**Document section:**
Wednesday, October 28, 2009

Trick or Treat

     The lightest bit of snow starts to waft from a night without stars. I’m young, eleven or twelve years old. The few flakes on my glasses kaleidoscope the beams from oncoming headlights. I’m wearing a coat but underneath, I’m dressed as my favorite cartoon character in a homemade costume. My sister, age seven, is a fairy princess. It’s late and she’s tired. She leaves her wand in the car with Dad when we go up to the house.  
     “Trick or Treat!” 

     We’re at a house down the street from where we live. It’s tradition to start out at the farthest end of town and work the way back home. I’m fourteen when I go out with my friends David and Daniel. We skip tradition, starting with my immediate neighbors to circumnavigate the town until we bypass my house, hit up the Retirement home at the shaded end of the street and make it back to my porch. In our hands, heavy pillowcases full of candy. A few treasures that year are a pair of sodas and full-sized Hershey bars. After the inspection under the pretense of ‘safety,’ the haul is dumped into a large metal bowl to be kept until a time past Thanksgiving. When inevitably trashed in anticipation of the arrival of Christmas candy, there will only be a handful of Dum Dum lollipops, dried bubble gum and one or two of the orange/black taffies that never tasted good when they were fresh.

**Given data:**
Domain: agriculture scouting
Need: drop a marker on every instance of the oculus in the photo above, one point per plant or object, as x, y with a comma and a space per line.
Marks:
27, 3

**Request A:** From the Halloween memoir, list the candies that are left in the metal bowl when it is finally thrown out.
**Request B:**
Answer these questions using the Halloween memoir:
(i) How old is the sister who dresses as a fairy princess?
(ii) What does the sister leave in the car with Dad?
(iii) According to tradition, where does trick-or-treating begin?
**Request C:** Rewrite the paragraph of the Halloween memoir that begins "We’re at a house down the street" in a shorter form, keeping its main facts.

**Exercise output A:**
- Dum Dum lollipops
- Dried bubble gum
- One or two orange/black taffies

**Exercise output B:**
(i) Seven.
(ii) Her wand.
(iii) At the farthest end of town, working the way back home.

**Exercise output C:** We’re at a house down the street from home. Tradition says to start at the farthest end of town and work back toward home. At fourteen, out with my friends David and Daniel, I skip that. We start with my immediate neighbors, circle the town past my house, stop at the Retirement home at the shaded end of the street, and return to my porch with heavy pillowcases of candy. That year's treasures include a pair of sodas and full-sized Hershey bars. After a "safety" inspection, the haul goes into a large metal bowl and is kept until after Thanksgiving. When it is thrown out to make room for Christmas candy, only a few Dum Dum lollipops, dried bubble gum, and one or two of the orange/black taffies remain.